[Raw records]
──────────

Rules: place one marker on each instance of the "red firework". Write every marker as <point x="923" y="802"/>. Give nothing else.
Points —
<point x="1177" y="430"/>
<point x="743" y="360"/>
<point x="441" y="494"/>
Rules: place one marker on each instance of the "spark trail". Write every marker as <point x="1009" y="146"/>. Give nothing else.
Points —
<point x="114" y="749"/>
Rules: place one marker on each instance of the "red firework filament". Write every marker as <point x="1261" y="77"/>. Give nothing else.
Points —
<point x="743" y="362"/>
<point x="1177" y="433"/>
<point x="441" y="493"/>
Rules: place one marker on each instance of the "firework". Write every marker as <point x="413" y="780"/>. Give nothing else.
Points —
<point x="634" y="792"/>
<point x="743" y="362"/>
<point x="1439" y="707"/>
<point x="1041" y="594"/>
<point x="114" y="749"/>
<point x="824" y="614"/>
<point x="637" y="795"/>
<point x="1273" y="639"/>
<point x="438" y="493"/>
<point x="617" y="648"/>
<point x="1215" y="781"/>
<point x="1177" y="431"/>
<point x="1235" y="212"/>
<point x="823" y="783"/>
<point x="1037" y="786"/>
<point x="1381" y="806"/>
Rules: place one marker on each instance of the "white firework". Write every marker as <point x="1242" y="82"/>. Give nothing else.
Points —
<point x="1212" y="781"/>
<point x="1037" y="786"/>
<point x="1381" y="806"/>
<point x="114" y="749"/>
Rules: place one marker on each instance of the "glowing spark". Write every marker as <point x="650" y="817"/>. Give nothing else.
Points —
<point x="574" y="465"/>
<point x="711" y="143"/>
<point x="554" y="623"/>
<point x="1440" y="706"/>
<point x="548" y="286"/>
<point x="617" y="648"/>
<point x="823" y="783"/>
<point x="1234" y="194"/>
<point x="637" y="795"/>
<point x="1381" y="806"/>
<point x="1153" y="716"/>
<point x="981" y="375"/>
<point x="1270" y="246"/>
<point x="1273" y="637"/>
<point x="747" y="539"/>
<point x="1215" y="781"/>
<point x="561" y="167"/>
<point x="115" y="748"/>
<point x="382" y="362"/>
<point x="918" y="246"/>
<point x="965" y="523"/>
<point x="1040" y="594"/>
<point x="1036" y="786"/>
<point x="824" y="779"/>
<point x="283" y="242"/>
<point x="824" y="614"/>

──────────

▶ **What is needed**
Pull out each line of the rows above that contains the word "firework", and copy those lines unchanged.

▶ **Expected answer**
Rules: place one marker on each instance of the "red firework". Write every marker as <point x="923" y="802"/>. Give nothing else.
Rules: place one marker on each instance of the "red firework filament". Write every marker as <point x="1261" y="77"/>. Give nothing else.
Rules: place one marker on each instance of the "firework". Write every marker as <point x="413" y="780"/>. Give nothing else.
Rules: place one marker on each instance of the "white firework". Write every marker as <point x="1242" y="82"/>. Give nothing else.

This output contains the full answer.